_Your goal_
Please copy out the entries below, changing each "single point" to "single dot" and keeping everything else the same.

_Task material_
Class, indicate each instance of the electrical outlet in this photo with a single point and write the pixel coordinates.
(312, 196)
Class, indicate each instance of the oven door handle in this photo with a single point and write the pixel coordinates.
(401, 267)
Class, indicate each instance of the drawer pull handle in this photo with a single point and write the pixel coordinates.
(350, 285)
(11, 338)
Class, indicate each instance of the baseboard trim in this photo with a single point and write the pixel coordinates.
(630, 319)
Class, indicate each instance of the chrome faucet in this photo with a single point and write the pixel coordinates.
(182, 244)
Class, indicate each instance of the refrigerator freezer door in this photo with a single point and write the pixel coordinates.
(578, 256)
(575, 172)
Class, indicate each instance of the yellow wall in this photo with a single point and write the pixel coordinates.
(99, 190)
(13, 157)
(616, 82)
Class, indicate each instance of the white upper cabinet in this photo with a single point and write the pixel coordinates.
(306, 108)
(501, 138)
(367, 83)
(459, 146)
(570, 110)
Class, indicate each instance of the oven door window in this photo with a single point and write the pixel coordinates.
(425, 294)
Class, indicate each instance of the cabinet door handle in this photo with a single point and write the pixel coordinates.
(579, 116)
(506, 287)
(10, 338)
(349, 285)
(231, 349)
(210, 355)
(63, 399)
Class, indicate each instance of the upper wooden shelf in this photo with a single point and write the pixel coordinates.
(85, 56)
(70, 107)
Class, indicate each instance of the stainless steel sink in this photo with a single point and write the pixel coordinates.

_Output below_
Class, indicate each instance of the electrical outlet in this photo with a single dot and write the pixel coordinates.
(312, 196)
Class, indicate each instance of the oven door handle in this photo with a single dot and write the pixel coordinates.
(401, 267)
Class, indicate each instance of the drawer pull handle in this photo with a single dot and write the pixel coordinates.
(350, 285)
(11, 338)
Class, indicate each instance of the baseboard trim in this photo with a single dot and write the pixel coordinates.
(630, 319)
Class, indicate each instance of the chrome faucet in this photo with a single dot and write the pixel coordinates.
(182, 244)
Class, indicate each instance of the refrigerator freezer door in this photo with a single dot and write the pixel coordinates.
(578, 256)
(575, 172)
Class, indicate each instance of the yellow wall in this photo with a single dot and write the pixel coordinates.
(99, 190)
(13, 157)
(616, 82)
Class, indicate each instance of the white upper cabinet in this photo with a single dot and write the pixel coordinates.
(306, 108)
(501, 138)
(367, 83)
(459, 146)
(570, 110)
Class, indicate each instance of the oven door window in this photo with a single dot and write the pixel coordinates.
(425, 294)
Class, indicate each instance of the cabinet door handle in this photo with a single dot and write the pixel coordinates.
(579, 116)
(506, 287)
(10, 338)
(349, 285)
(231, 349)
(210, 355)
(63, 399)
Class, indicate each instance of the upper wooden shelf in this photo with a single dot and write the pixel coordinates.
(85, 56)
(70, 107)
Class, indicate each instance of the stainless steel sink in this photo with a single dot and write the pixel coordinates.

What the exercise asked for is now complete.